------ Data to process ------
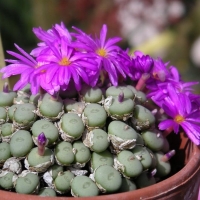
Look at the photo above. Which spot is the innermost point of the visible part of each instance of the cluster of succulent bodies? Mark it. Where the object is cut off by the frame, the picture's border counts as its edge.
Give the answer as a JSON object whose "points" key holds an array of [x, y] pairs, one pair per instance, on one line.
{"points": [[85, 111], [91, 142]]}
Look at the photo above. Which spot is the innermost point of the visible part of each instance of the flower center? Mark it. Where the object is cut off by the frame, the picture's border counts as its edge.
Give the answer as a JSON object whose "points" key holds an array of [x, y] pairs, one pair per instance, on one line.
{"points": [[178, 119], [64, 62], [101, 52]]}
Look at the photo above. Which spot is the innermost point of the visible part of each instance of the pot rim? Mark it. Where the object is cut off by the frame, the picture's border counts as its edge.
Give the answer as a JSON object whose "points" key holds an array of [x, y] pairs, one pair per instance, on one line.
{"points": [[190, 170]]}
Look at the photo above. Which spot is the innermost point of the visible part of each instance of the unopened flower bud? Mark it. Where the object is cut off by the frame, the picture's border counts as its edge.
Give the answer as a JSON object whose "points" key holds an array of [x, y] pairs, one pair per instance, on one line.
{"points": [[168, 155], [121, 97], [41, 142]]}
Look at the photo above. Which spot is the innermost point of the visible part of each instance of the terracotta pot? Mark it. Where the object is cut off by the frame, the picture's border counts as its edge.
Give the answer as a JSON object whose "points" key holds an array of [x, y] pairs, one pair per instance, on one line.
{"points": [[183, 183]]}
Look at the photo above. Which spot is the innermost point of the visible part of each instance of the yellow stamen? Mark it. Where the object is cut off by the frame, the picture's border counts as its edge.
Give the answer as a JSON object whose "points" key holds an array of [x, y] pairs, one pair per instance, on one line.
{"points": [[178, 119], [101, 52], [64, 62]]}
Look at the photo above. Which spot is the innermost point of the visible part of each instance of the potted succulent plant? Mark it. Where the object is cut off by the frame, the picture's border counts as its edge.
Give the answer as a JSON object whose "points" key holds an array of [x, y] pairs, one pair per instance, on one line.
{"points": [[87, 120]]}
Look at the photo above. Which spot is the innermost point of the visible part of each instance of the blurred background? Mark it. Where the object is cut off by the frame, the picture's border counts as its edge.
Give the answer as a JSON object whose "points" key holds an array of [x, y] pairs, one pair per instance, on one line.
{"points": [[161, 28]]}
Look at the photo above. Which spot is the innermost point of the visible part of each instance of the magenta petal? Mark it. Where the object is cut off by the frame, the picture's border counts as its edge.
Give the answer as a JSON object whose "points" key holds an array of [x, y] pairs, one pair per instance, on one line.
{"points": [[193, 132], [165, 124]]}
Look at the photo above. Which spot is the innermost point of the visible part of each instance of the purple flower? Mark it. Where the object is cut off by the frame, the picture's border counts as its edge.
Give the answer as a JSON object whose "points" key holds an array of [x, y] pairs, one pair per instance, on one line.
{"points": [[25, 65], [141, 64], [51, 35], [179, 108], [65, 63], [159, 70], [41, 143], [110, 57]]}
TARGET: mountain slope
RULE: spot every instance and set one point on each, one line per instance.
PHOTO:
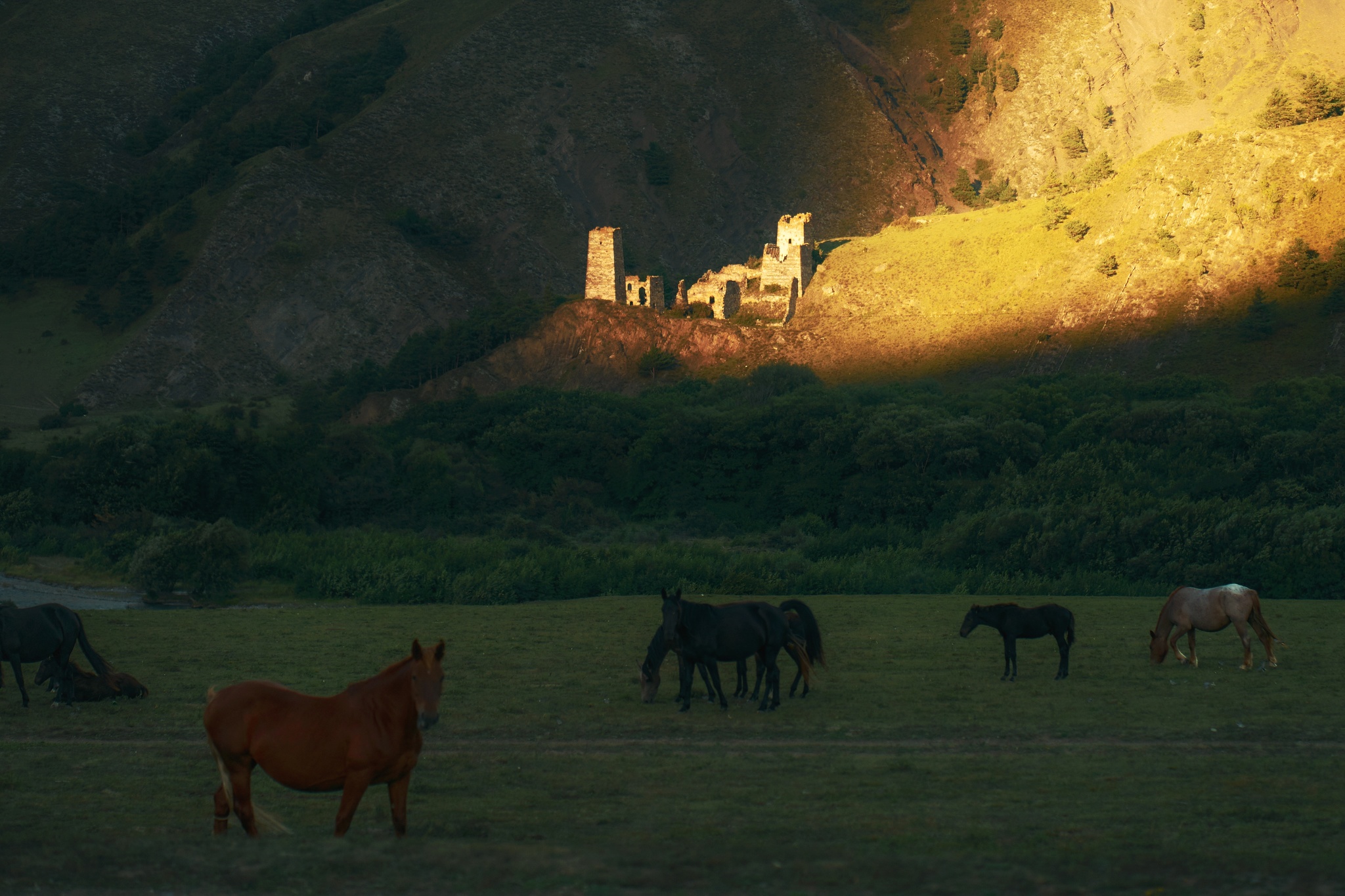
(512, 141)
------
------ Data to process ------
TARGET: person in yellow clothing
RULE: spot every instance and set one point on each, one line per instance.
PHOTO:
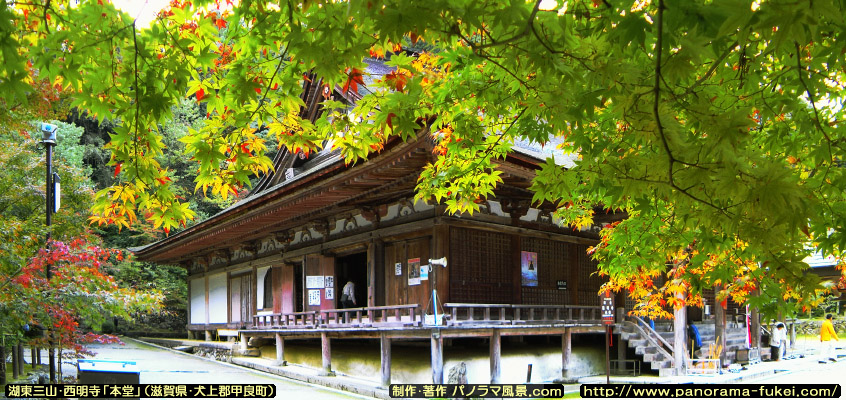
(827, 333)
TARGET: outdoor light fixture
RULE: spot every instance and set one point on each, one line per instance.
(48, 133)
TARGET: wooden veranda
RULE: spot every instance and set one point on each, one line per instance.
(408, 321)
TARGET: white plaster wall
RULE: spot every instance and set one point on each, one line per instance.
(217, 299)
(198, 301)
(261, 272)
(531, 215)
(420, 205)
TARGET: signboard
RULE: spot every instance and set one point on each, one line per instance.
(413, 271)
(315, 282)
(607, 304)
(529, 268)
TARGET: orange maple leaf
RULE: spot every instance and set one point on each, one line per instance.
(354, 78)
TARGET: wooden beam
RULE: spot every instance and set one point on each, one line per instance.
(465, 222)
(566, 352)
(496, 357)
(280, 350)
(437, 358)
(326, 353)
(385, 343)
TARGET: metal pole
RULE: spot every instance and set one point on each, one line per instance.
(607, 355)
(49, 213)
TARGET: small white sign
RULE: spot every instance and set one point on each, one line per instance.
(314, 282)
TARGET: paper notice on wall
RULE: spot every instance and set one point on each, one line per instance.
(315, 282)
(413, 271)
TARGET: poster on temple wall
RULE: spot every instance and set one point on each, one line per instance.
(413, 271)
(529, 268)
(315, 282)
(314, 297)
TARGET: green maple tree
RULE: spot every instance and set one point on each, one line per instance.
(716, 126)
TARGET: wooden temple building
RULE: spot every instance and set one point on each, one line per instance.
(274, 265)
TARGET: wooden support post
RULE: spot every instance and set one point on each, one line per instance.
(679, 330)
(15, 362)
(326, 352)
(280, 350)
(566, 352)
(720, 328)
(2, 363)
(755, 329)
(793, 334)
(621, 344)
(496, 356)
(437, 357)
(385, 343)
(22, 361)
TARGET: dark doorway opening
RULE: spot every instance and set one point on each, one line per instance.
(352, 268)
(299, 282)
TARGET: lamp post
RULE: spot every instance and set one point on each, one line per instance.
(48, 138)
------
------ Data to process ------
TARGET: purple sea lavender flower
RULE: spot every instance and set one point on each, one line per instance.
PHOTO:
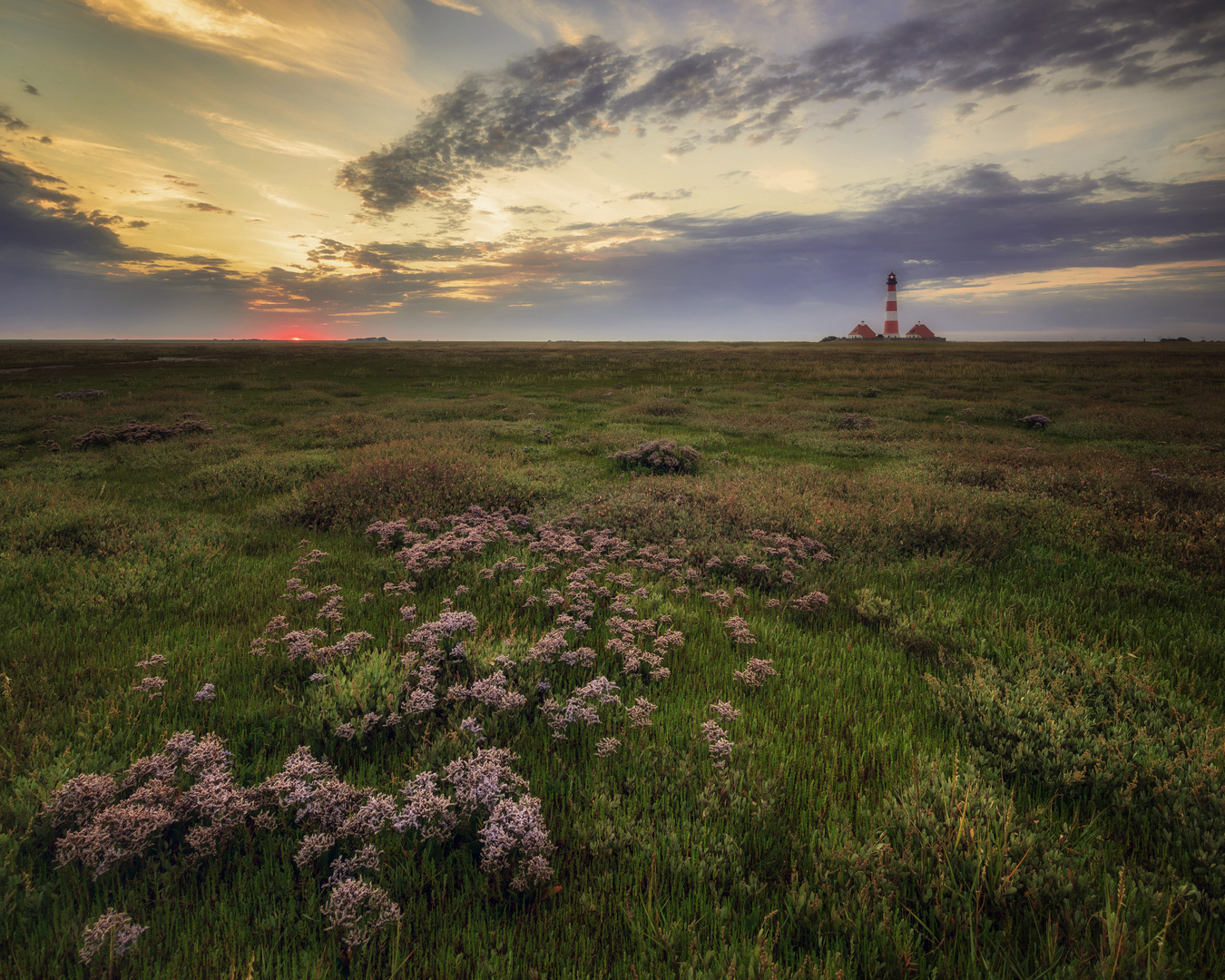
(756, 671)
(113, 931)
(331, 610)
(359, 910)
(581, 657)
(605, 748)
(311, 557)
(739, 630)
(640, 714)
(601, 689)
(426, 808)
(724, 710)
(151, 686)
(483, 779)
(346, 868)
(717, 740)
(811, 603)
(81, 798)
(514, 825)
------
● Your goal
Show every line of the records above that contains the string "wall", treating uppercase and lowercase as different.

● The output
TARGET: white plaster wall
TARGET: paper notice on wall
TARGET: poster on temple wall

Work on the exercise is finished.